- **Supplied material**:

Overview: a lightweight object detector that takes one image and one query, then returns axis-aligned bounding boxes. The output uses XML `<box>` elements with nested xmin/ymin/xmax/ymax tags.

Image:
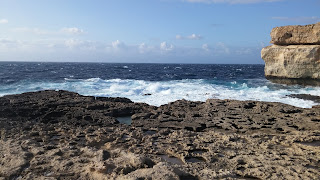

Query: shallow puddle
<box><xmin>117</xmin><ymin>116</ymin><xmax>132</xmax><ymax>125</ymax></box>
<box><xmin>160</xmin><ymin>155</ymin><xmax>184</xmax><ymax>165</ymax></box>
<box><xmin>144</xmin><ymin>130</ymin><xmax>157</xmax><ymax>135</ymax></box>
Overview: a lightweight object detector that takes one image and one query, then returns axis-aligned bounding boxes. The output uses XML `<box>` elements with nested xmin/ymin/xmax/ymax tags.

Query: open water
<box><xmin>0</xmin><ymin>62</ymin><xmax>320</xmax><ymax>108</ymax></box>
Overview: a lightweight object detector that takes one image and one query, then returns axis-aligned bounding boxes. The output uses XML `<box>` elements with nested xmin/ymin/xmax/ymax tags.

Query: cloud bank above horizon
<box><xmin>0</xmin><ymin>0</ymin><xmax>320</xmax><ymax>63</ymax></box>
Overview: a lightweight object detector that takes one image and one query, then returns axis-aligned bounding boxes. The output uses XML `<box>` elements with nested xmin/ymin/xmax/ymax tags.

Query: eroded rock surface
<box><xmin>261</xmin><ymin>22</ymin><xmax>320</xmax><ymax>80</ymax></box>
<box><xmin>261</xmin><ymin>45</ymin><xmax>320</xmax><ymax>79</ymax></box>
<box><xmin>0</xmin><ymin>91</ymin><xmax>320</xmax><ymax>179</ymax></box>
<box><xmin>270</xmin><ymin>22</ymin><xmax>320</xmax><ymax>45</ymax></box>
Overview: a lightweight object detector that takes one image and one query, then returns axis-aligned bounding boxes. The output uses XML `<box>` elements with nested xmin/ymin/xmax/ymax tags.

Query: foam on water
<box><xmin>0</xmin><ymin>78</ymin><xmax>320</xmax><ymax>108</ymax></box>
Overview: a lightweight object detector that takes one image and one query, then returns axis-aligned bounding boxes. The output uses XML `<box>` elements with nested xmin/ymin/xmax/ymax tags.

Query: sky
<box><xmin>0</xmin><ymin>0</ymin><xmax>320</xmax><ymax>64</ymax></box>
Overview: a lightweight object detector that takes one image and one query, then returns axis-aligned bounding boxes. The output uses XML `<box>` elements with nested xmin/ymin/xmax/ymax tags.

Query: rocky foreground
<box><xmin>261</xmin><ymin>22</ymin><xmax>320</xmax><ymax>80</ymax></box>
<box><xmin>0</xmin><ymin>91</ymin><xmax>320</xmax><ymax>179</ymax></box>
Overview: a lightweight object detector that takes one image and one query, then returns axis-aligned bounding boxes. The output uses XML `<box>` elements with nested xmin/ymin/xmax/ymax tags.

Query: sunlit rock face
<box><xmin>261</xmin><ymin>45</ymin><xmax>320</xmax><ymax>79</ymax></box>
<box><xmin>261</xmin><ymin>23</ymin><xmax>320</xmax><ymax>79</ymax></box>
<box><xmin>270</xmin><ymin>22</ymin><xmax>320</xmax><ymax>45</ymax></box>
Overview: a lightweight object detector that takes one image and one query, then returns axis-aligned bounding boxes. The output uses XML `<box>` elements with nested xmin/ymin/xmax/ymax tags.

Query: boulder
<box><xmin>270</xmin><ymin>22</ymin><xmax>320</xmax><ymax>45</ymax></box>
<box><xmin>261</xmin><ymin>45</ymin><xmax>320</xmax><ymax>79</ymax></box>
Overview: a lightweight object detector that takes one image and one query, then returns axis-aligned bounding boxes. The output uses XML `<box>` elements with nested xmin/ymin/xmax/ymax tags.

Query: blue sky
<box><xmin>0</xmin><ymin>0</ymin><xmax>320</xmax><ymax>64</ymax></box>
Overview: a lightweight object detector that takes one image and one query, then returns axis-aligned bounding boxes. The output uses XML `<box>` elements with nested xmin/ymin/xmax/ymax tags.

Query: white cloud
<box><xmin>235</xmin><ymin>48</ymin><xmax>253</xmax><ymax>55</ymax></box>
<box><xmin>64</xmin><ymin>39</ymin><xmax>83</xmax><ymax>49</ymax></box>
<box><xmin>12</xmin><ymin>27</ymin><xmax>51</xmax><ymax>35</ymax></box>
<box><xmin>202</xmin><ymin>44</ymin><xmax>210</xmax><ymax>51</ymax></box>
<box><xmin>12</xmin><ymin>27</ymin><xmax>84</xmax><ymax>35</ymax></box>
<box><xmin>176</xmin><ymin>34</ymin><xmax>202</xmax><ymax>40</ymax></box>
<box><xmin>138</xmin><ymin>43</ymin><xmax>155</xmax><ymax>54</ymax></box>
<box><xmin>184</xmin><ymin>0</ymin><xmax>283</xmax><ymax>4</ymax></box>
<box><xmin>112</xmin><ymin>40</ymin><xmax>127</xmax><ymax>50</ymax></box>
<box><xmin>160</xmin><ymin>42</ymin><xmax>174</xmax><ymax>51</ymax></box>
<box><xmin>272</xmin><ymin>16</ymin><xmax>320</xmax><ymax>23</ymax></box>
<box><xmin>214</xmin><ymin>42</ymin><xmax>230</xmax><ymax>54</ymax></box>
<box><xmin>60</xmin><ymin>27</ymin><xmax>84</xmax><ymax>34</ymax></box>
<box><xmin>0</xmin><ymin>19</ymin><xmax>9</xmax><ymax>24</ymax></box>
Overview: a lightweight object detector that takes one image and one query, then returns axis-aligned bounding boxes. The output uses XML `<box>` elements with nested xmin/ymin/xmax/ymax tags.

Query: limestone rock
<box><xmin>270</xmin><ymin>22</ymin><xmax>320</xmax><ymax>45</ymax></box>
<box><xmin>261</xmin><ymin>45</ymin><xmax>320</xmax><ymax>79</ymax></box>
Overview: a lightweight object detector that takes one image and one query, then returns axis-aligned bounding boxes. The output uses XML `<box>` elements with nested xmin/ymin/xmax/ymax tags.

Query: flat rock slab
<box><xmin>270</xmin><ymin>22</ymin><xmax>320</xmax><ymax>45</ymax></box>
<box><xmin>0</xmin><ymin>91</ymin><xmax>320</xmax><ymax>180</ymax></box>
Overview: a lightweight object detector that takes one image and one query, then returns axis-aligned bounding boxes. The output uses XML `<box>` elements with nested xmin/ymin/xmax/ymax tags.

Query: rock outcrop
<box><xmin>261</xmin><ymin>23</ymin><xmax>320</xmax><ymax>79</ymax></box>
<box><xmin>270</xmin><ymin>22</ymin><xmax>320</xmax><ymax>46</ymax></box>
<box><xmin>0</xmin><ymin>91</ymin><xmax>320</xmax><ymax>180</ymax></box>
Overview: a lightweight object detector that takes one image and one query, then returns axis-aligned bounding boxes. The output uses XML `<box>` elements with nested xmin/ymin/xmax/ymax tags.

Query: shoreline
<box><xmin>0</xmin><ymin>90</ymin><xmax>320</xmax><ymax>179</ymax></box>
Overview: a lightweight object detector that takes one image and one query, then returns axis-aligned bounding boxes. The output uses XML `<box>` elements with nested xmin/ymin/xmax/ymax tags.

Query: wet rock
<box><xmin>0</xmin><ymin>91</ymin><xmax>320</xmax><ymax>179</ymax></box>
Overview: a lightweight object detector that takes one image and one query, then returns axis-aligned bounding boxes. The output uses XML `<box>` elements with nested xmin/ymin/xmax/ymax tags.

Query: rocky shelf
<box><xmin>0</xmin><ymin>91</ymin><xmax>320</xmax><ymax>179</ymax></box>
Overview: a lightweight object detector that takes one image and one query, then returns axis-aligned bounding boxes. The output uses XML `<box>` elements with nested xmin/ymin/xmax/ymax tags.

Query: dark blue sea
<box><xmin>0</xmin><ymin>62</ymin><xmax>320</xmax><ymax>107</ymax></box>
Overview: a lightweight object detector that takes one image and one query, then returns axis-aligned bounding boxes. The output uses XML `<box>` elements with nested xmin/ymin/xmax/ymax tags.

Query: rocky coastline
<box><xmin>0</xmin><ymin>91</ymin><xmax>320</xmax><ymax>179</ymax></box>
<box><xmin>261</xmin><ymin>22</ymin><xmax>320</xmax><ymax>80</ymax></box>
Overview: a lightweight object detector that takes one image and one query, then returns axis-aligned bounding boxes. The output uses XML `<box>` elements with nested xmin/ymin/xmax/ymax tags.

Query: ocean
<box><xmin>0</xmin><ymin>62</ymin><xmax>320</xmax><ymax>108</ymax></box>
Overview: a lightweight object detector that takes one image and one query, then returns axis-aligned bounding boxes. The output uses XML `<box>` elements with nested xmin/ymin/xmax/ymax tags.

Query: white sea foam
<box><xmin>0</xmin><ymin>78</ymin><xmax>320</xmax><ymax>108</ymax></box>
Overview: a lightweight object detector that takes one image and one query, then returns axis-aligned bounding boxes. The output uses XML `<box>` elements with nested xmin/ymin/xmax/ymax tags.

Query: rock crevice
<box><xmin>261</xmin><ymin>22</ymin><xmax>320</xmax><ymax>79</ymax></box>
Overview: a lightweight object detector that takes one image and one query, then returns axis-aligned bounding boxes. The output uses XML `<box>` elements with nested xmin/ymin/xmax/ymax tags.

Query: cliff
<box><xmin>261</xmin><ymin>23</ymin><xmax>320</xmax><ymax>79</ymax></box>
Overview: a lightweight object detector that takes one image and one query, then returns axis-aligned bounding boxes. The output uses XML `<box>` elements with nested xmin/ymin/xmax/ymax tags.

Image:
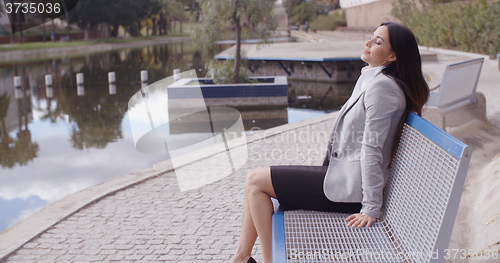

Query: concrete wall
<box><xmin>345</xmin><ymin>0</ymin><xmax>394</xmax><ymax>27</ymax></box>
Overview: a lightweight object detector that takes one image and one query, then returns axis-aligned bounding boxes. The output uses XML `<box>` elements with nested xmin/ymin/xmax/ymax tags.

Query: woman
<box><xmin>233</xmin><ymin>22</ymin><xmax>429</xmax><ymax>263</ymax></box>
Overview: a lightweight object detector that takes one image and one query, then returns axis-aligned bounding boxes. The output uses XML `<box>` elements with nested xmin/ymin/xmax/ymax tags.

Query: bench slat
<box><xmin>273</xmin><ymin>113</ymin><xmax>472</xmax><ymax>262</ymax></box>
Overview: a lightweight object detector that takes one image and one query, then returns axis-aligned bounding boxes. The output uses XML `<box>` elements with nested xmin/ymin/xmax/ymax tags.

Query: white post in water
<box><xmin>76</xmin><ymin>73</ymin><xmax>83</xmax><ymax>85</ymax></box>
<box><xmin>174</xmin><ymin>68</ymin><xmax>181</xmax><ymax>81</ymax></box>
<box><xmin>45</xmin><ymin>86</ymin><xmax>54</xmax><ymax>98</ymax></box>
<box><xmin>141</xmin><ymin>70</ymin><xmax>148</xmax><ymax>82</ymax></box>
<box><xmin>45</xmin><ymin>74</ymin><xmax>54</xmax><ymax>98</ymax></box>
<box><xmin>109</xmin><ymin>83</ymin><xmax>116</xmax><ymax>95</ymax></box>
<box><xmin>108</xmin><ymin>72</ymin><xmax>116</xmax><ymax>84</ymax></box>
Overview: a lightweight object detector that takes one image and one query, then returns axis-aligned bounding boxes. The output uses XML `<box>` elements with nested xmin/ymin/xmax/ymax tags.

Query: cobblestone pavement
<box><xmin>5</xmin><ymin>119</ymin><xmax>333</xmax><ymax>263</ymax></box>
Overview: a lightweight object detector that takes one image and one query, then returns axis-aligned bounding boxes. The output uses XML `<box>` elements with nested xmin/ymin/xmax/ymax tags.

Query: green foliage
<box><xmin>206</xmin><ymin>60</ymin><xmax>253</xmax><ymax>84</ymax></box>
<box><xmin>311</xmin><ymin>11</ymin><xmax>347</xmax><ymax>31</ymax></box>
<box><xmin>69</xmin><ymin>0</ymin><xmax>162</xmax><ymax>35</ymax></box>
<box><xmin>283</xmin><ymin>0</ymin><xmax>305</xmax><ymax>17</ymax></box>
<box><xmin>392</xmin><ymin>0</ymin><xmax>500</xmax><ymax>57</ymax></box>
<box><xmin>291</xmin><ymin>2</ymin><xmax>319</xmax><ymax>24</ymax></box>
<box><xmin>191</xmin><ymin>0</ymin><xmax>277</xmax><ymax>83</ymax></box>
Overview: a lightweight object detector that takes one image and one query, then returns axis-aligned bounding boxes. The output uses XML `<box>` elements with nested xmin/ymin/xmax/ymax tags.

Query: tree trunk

- **Given instruction**:
Find every line in the records above that contains the string "rocky" with matching case, and copy each of those lines.

- **Answer for this exercise**:
Query: rocky foreground
Query: rocky shelf
Query: rocky coastline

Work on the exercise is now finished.